» **Task directions**: All lines of the records below that contain the word "rocky" must be listed.
★ ★ ★
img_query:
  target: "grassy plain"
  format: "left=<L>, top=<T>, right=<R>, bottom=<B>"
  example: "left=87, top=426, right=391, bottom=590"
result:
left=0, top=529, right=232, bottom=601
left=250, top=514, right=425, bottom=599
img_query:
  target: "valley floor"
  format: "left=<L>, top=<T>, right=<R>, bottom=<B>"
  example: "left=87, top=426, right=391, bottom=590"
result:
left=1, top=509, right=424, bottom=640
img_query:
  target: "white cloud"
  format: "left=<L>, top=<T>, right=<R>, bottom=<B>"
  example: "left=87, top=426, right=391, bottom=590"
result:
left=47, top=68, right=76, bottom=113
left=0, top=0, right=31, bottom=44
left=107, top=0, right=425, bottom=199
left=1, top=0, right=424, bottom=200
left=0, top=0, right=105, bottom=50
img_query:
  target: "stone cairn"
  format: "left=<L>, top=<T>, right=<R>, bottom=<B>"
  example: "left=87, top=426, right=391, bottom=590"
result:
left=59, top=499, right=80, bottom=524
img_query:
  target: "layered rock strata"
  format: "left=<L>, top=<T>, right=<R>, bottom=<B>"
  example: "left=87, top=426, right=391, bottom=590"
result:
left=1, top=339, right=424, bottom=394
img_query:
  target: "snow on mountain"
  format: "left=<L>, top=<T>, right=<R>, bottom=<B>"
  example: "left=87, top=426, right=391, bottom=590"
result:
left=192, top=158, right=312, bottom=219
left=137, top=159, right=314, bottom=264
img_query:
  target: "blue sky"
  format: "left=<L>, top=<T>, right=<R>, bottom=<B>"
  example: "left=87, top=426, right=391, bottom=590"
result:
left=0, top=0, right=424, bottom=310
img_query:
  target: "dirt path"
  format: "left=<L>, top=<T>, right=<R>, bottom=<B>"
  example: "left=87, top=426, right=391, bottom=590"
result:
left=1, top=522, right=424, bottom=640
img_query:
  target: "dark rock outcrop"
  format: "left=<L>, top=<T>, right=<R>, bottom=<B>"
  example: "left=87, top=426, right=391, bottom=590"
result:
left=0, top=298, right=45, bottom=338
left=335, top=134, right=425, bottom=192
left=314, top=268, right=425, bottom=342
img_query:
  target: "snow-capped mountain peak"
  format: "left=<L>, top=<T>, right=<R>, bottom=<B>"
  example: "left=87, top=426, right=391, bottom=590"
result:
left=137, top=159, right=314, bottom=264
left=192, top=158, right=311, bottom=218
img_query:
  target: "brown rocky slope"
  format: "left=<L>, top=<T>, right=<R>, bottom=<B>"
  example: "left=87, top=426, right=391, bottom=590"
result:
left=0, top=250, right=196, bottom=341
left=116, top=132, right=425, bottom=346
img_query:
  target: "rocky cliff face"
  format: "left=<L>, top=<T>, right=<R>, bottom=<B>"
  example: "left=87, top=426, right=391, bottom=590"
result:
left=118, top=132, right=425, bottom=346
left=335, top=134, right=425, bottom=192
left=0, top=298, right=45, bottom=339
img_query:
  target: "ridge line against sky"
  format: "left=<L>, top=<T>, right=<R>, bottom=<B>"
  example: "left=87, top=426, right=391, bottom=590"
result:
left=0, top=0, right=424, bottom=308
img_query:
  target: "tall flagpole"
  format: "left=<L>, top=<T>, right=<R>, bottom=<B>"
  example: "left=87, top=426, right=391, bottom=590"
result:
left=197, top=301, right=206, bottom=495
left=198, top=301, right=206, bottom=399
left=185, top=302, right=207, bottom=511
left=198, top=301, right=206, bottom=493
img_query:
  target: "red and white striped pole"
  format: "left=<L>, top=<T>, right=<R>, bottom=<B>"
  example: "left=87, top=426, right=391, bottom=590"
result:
★ ★ ★
» **Expected answer**:
  target: "brown rocky slope"
  target: "rocky cliff face"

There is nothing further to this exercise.